Problem to solve: Only lines with the string "horse" should be returned from the data below.
+-------+
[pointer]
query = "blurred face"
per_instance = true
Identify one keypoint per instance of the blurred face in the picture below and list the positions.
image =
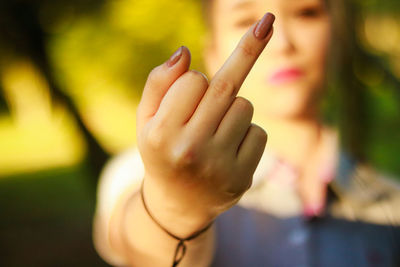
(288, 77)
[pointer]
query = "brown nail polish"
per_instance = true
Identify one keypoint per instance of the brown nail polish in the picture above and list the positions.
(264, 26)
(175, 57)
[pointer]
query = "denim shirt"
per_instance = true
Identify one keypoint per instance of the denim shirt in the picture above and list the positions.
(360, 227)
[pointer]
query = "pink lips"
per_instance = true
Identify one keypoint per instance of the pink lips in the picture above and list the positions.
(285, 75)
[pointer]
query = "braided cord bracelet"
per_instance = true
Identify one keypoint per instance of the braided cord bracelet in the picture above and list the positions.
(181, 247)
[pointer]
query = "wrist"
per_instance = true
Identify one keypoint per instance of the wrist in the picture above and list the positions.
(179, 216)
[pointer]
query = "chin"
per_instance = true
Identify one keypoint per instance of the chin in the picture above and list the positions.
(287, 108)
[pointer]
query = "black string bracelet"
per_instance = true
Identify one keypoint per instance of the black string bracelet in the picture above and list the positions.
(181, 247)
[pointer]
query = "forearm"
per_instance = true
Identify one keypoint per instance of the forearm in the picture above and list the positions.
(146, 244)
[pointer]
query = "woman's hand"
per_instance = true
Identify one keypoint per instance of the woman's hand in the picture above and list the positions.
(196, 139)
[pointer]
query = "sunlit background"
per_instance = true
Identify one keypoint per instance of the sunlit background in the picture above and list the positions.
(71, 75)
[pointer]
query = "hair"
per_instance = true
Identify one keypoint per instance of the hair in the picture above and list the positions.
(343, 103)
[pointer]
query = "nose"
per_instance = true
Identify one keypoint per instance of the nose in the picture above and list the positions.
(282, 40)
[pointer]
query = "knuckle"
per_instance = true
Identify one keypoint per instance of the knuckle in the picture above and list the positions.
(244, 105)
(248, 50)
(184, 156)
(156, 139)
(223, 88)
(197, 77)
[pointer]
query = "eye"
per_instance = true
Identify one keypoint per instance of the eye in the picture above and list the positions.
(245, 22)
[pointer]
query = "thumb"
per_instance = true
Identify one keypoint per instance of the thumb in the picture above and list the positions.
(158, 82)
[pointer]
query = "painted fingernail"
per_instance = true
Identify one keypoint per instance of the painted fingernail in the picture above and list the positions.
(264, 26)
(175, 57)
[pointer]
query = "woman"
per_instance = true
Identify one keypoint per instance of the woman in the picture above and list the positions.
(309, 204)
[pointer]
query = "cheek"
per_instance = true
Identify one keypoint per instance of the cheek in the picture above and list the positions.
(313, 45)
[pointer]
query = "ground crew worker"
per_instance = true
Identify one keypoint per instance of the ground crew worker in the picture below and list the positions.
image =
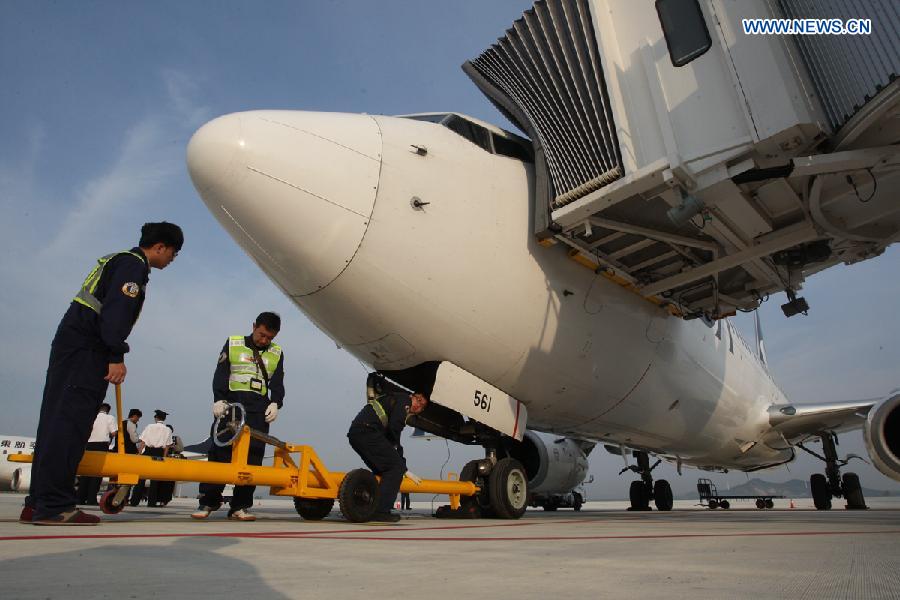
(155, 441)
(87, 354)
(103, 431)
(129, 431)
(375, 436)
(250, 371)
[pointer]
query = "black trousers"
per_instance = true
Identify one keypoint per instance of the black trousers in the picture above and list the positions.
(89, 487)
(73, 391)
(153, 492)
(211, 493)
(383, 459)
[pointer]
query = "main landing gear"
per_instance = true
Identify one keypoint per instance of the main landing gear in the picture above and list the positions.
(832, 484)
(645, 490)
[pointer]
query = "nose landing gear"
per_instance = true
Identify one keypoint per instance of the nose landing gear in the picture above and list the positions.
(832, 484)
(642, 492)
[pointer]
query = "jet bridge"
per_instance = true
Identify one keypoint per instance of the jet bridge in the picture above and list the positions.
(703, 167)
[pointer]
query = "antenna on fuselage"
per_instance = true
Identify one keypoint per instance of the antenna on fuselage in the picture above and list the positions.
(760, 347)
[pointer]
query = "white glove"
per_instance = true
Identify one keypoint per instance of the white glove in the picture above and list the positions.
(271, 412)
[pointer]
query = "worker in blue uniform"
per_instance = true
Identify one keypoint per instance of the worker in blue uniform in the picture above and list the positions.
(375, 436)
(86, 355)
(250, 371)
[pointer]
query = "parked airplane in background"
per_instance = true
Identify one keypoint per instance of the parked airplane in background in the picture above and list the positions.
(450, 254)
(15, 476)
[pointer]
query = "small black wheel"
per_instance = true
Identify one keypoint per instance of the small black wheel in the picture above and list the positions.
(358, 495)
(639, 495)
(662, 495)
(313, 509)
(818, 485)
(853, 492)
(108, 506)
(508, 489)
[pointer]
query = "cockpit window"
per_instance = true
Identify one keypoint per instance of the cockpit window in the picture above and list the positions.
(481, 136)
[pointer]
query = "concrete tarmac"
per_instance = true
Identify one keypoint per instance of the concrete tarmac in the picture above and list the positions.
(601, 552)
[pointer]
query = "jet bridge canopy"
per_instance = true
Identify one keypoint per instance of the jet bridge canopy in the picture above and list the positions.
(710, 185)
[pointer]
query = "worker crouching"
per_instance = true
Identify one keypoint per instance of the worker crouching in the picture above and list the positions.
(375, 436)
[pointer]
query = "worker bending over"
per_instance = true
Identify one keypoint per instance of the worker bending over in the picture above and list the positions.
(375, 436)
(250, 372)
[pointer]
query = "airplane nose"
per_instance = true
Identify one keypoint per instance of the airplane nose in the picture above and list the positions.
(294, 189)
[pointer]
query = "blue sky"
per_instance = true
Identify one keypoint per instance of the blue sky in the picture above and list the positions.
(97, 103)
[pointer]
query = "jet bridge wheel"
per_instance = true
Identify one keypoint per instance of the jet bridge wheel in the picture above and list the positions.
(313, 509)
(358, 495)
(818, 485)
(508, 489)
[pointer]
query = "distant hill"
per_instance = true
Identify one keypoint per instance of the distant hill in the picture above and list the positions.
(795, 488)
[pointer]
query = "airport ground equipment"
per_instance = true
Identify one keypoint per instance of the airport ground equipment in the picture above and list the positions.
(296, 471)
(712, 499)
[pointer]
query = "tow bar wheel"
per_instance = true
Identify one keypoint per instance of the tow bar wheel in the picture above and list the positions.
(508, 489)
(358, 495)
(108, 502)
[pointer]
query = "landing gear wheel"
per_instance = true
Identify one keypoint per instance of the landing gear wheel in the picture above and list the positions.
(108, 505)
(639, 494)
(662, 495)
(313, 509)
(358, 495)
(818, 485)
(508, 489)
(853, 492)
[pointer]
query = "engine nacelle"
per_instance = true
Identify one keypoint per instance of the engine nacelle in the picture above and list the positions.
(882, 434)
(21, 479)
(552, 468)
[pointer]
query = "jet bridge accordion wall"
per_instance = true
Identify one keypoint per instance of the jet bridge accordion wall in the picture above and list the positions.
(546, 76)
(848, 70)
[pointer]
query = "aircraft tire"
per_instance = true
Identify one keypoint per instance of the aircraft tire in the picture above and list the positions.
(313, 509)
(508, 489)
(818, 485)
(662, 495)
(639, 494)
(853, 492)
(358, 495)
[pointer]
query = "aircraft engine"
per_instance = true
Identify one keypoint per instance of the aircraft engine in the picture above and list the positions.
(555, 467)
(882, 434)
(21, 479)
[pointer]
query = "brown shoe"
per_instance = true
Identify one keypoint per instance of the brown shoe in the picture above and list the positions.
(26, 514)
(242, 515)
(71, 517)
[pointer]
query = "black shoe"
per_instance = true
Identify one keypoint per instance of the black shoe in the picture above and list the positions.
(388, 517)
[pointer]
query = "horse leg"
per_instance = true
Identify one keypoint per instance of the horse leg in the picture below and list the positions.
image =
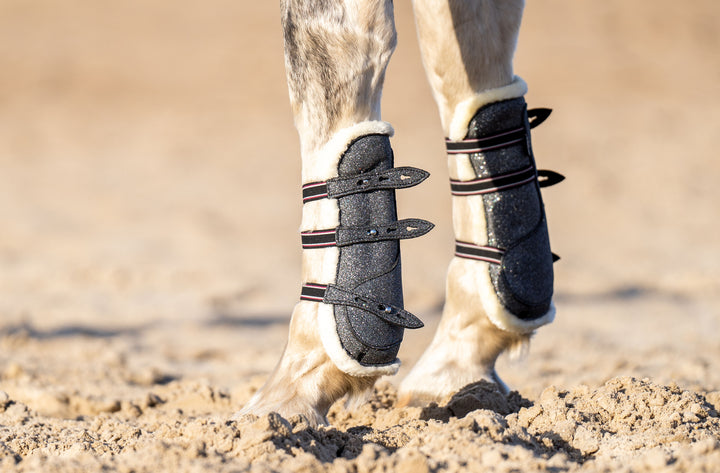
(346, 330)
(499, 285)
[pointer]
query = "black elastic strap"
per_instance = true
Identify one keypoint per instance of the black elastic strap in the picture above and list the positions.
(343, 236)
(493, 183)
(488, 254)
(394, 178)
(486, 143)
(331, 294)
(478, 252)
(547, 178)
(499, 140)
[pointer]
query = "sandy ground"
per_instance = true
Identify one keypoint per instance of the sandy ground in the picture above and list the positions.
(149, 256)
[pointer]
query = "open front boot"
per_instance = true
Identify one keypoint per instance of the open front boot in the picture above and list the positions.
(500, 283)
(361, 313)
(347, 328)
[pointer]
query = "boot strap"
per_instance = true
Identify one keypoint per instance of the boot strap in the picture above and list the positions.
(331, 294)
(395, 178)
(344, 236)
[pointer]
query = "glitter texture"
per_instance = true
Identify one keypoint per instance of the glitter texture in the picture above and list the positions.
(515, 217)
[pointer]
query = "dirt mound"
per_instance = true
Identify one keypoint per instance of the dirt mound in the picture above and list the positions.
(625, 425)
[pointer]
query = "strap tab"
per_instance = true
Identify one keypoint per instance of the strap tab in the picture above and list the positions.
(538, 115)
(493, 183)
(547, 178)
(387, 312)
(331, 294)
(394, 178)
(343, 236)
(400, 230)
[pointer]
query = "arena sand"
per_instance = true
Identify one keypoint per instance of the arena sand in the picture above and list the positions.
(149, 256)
+-------+
Output:
query = "horse leg"
Identify one keypoint per instance of the horse leg in the picture below and list the positions.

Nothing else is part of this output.